• **Description of the task**:
Give only the number of lines in the records below that contain the word "shield".

=======

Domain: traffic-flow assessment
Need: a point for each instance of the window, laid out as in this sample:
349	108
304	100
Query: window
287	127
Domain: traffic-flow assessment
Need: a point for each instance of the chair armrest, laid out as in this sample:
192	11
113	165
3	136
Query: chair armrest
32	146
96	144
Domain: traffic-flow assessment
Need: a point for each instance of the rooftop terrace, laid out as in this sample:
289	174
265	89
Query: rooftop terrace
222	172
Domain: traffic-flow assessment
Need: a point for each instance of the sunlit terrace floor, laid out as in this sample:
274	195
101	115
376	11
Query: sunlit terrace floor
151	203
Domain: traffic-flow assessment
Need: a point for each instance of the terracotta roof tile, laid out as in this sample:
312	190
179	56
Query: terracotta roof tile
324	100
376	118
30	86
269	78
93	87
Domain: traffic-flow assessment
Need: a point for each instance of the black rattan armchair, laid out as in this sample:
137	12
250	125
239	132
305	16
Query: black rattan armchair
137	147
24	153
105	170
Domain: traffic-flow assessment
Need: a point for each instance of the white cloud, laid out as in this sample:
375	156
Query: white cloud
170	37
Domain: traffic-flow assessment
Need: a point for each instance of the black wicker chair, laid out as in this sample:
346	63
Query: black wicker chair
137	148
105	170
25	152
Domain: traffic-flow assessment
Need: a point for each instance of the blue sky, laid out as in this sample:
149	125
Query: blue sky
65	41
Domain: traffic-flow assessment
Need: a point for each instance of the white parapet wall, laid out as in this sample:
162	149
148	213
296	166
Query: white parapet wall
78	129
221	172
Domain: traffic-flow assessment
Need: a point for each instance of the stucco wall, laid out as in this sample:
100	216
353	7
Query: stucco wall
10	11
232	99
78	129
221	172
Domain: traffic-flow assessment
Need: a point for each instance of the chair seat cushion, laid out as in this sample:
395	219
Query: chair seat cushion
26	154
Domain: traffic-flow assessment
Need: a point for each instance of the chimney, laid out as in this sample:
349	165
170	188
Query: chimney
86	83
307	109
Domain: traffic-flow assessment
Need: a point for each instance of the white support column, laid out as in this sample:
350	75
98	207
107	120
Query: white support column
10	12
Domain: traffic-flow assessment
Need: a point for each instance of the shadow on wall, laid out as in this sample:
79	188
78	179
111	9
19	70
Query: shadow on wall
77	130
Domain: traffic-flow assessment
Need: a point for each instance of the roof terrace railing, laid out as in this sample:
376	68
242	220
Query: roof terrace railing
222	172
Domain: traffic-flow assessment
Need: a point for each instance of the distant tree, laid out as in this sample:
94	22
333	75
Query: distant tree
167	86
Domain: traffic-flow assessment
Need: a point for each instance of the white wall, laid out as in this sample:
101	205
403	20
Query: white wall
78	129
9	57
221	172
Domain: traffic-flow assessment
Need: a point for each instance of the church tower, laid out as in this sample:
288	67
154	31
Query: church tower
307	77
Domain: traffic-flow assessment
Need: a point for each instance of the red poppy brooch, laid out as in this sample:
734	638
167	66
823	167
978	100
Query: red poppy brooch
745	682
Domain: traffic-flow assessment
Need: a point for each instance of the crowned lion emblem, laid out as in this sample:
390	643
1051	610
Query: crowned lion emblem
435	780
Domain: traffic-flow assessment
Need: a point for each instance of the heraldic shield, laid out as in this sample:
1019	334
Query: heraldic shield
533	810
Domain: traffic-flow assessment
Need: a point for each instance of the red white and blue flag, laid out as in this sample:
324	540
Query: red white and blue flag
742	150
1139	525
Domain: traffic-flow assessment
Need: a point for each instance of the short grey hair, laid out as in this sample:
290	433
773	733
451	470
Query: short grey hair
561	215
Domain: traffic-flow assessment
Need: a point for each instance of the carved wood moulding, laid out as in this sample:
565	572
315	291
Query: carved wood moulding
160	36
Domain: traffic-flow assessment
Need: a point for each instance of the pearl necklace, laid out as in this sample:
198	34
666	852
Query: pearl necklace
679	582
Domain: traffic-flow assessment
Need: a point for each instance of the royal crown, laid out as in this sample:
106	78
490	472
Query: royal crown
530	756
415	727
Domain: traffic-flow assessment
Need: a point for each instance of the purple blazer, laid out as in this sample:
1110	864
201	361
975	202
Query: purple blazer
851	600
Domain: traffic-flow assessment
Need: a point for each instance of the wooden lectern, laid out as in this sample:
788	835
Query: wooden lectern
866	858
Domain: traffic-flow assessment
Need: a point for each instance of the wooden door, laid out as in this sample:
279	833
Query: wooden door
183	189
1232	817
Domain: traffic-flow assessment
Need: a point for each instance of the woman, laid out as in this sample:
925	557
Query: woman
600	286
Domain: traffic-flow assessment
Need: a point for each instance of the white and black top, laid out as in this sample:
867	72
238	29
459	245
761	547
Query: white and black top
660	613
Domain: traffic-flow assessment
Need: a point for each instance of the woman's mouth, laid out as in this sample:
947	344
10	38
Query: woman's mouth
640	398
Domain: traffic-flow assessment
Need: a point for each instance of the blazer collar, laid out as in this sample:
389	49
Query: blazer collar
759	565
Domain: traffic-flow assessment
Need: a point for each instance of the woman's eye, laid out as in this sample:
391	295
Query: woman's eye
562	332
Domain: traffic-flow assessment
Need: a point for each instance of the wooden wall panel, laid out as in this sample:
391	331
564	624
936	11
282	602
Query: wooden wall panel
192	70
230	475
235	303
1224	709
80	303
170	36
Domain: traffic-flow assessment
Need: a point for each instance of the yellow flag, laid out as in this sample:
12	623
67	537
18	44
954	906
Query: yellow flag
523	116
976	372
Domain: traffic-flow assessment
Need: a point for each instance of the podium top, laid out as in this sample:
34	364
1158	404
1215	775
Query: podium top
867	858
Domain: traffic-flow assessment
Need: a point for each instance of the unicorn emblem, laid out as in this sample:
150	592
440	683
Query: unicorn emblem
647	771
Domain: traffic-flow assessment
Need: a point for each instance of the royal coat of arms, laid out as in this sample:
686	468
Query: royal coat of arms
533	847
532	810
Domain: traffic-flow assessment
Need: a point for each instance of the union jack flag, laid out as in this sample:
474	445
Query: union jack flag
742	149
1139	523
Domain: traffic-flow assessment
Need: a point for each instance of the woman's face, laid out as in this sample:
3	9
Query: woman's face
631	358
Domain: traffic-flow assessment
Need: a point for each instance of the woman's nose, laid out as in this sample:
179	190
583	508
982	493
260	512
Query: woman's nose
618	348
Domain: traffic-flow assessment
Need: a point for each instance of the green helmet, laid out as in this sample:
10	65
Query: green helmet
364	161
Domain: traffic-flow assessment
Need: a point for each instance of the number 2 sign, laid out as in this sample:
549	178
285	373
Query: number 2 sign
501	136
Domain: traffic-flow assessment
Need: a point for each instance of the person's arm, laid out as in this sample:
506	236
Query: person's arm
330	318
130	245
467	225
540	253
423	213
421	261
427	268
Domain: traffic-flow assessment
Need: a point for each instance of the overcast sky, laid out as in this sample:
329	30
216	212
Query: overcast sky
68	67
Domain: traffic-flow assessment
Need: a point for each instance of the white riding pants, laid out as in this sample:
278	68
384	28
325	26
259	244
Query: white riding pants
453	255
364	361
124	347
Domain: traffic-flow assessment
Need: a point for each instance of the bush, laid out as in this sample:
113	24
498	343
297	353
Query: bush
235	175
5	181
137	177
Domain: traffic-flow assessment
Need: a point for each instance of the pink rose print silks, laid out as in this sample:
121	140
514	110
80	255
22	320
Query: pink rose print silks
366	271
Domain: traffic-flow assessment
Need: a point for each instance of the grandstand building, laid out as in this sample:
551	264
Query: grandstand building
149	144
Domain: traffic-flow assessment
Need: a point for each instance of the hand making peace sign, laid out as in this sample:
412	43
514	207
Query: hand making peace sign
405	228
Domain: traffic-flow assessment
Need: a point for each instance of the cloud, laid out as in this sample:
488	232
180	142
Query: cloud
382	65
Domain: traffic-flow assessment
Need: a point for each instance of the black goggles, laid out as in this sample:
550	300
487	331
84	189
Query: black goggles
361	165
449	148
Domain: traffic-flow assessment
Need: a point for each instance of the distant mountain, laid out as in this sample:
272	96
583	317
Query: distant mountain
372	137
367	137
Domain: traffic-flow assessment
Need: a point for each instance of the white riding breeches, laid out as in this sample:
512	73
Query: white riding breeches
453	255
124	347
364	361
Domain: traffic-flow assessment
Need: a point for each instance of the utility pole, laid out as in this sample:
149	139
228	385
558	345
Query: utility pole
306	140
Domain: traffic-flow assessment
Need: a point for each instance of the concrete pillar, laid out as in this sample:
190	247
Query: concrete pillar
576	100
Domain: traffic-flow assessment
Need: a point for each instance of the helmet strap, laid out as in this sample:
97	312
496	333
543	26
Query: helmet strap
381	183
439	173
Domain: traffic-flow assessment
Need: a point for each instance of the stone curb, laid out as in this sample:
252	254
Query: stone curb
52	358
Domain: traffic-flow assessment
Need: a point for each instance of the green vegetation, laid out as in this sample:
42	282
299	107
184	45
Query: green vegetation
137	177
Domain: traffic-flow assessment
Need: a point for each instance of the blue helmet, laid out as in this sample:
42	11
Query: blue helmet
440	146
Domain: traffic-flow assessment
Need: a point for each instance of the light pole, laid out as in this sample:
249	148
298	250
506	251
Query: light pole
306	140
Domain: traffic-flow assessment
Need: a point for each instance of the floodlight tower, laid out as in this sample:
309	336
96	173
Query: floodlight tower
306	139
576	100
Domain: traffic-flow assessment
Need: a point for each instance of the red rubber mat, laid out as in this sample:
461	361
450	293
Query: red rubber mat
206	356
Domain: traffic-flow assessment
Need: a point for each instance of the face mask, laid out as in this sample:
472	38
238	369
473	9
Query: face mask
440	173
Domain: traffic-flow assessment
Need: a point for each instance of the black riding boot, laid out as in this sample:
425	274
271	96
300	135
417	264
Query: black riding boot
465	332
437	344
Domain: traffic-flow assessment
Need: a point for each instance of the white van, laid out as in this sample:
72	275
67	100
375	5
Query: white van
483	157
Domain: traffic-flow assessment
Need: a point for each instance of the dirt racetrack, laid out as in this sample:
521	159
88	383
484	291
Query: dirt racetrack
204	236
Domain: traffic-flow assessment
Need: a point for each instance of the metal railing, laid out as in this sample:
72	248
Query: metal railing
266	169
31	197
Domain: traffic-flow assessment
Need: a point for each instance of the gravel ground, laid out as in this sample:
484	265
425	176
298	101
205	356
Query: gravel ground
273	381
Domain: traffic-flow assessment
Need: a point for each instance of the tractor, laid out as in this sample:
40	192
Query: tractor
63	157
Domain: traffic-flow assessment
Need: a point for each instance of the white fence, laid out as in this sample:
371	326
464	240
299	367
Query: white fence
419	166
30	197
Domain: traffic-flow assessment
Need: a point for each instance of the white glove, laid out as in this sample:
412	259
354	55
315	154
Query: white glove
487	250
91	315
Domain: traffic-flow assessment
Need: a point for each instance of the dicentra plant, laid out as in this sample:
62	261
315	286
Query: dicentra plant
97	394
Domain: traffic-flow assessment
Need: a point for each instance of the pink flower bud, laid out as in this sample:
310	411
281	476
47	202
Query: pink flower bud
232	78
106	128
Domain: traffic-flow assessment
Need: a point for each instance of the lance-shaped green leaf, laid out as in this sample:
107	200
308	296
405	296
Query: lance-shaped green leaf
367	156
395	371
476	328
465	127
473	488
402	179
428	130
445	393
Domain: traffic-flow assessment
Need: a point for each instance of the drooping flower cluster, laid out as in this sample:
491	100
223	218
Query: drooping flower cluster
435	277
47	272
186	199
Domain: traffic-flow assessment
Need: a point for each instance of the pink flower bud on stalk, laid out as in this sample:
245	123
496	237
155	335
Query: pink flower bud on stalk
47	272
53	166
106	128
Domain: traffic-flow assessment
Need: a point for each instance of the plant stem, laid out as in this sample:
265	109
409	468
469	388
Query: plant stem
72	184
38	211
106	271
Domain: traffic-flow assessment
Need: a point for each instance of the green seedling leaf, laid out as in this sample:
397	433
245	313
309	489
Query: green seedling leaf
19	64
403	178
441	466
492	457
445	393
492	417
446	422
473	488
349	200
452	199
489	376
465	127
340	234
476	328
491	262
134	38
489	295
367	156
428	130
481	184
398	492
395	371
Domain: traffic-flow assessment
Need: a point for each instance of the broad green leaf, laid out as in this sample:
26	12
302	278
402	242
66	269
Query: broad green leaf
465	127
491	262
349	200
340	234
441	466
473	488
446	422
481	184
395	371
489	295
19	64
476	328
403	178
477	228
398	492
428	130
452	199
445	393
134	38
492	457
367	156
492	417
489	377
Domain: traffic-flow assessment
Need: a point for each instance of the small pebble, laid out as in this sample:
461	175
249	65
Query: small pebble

=======

• **Problem solution**:
2